-- Document excerpt --
↓

# To My Adoring Fans...



## YNGARCHER (Jun 17, 2003)

That is no fun. I kind of understand where you are coming from. I couldn't use my wrist (right) for a few weeks. Well, I didn't let it rest long enough so I am still out and haven't really touched my bow since Vegas so it has been a while.
Best of luck to you, and get better.


----------



## TimClark (Sep 25, 2004)

That really sucks...So they say only back and shoulder muscles... that means just punch. Sorry though that really sucks, thats like breaking your leg during summer, sucks any way you look at it. Get better soon. Good Luck. 

Tim


----------



## Matt6288_2 (Mar 17, 2006)

i know what thats like i shoot high poundage flatbows i build and i hurt my back and stuff alot i really hurt my wristes when roving or shooting alot.get well soon and remember tylenol and dutctape fixes everything.


----------



## Brown Eyed Girl (Aug 24, 2005)

Thanks for the get better wishes! I'm going crazy over here. I'm keeping myself busy but I keep trying to go downstairs to my bow. My mom caught me waxing it this morning...yeah, it's gotten that bad...only 28 more days to go...

FYI: I'm not going to Pittsburgh.


----------



## alexvpaq (Nov 28, 2005)

Brown Eyed Girl said:


> Thanks for the get better wishes! I'm going crazy over here. I'm keeping myself busy but I keep trying to go downstairs to my bow. My mom caught me waxing it this morning...yeah, it's gotten that bad...only 28 more days to go...
> 
> FYI: I'm not going to Pittsburgh.


OMG this bow gonna shine in a month ! LOL


----------



## YNGARCHER (Jun 17, 2003)

I was out for a month and get to come back to a new bow. Yep, I had too much time to think when I was down. Switching from Darton to Hoyt. I say good move. 

I really sympathize with you, but listen to the doctor. I tried to cheat and cut my off time by a few weeks. Yea that was a bad idea. I ended up having to wait even longer........Well best of luck to ya.
Katie


----------



## bowtech au (Feb 5, 2006)

dam, i slowed down my workouts before my nationals to NOT do that.
it worked. its not worth taking the risk


----------



## sambow (Mar 26, 2005)

nooooooo lizzy im gonna miss you soooooo much at states!!! i can't believe this!!! oh no this means im gonna have to put up with cory myself!! i hope u get well soon!


----------



## archery1 (Apr 12, 2003)

Hey now sam....are you sure it's not the other way around? :tongue: 




Get better soon lizz!!! You have no choice, you are going to go through martin pro shooter shirt withdrawl!


----------



## xringshooter7 (Aug 29, 2005)

don't flatter your self


----------



## Brown Eyed Girl (Aug 24, 2005)

Sam- I know! I'm getting better as quickly as possible so that you don't need to suffer for too long.

Cory-You're absolutely right. Must...see...Martin...shirt...*twitches*


----------



## JoshKeller (Sep 11, 2003)

Ah c'mon sissy. I broke my ankle playing basketball and still finished the game.. geez, kids these days :tongue: 

Listen to the Dr's though.. Its not worth doing more damage to it. 5 years later, I still get pains in my ankle, and my cuts and verticle have taken a big hit.


----------



## EC0003 (Nov 12, 2004)

What's next, refletching arrows. Watching tapes of form. 

It would kill me not to be able to shoot.:rip: especially because I got new Ace's


----------



## FSL (May 22, 2002)

While I can understand the need for rest and not shooting, consider this; the doctor did not tell you to stop "practicing" only to stop shooting. Meaning that shot sequence, mental imagery, "shadow shooting" and a host of other techniques are available to assist you with acheiving your goals and returning to your sport not only with a healthy back and shoulder but also a chance to practice PERFECT form and shoot execution without a bow in your hand.

Lanny Bashams "Free Flyte" CD might help shed some light on this for you. But rather than looking at this as a negative, find a way to make it positive.

Finally, consider that your injury might be telling you that something needs to be worked on (ie... balanced back tension with both shoulders when shooting) and now is the time for some real healing to occur.

Best wishes for a "complete" recovery


----------

↑

-- Objectives --
a. Answer these questions about the forum thread:
(i) How many more days does Brown Eyed Girl say she has to go?
(ii) Which bow brand is YNGARCHER switching to?
(iii) What CD does FSL suggest might help?
b. Reproduce the forum thread from "While I can" up to and including "in your hand.".

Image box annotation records
↓

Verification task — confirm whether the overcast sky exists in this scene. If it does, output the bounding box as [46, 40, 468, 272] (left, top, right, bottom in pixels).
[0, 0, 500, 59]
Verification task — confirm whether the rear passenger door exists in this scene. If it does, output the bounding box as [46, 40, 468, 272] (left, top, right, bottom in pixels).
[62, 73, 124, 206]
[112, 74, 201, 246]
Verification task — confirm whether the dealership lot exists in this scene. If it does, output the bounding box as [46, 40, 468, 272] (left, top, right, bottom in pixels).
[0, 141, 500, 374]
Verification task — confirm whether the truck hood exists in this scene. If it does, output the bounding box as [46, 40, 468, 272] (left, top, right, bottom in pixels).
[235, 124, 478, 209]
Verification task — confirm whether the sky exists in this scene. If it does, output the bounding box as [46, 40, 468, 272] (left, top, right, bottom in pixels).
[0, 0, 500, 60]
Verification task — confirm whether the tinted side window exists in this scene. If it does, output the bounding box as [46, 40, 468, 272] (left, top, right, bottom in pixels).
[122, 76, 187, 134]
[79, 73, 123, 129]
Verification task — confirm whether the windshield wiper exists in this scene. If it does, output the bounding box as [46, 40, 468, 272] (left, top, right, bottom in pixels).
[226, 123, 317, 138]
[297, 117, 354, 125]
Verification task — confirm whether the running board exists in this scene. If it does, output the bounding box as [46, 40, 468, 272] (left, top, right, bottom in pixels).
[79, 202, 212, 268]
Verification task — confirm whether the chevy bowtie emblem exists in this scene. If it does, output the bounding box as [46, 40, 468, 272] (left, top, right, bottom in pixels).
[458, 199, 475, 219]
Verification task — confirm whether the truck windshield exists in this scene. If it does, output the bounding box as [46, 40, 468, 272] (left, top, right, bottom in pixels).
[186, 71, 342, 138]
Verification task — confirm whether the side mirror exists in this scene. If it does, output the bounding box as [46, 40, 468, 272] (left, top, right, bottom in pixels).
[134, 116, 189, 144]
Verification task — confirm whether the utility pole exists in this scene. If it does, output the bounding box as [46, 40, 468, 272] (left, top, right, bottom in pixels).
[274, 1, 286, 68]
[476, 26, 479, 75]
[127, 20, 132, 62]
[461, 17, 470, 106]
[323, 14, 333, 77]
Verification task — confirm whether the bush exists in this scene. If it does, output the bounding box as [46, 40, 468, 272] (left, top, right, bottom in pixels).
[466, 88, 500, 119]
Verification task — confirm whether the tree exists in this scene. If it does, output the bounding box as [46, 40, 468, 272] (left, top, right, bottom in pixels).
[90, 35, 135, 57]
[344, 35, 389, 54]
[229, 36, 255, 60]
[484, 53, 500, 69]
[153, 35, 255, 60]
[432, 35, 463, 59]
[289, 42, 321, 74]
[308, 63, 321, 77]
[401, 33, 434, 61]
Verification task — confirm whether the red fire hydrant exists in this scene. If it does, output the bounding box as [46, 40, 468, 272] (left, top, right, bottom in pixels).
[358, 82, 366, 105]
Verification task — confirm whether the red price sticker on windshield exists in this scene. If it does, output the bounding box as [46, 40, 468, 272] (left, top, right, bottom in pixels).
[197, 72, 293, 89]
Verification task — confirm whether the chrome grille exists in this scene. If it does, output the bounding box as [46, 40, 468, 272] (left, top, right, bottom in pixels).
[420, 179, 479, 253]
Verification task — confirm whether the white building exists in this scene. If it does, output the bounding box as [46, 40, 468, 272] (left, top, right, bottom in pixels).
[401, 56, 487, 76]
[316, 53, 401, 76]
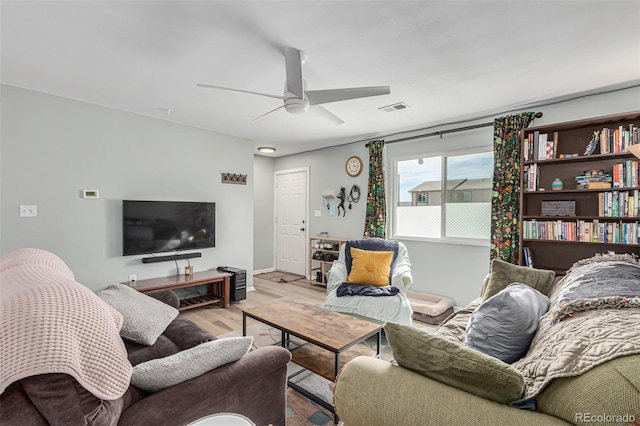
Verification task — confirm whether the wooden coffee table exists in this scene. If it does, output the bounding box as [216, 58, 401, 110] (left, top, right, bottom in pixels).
[242, 299, 382, 423]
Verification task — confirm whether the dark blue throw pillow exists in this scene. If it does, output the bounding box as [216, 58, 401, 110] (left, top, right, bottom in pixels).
[344, 237, 400, 284]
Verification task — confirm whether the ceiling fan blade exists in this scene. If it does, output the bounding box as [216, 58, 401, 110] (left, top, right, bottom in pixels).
[196, 83, 284, 100]
[313, 105, 344, 126]
[305, 86, 391, 105]
[284, 47, 304, 99]
[251, 105, 284, 124]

↑

-- Solution set --
a.
(i) 28 days
(ii) Hoyt
(iii) Lanny Basham's "Free Flyte" CD

b.
While I can understand the need for rest and not shooting, consider this; the doctor did not tell you to stop "practicing" only to stop shooting. Meaning that shot sequence, mental imagery, "shadow shooting" and a host of other techniques are available to assist you with acheiving your goals and returning to your sport not only with a healthy back and shoulder but also a chance to practice PERFECT form and shoot execution without a bow in your hand.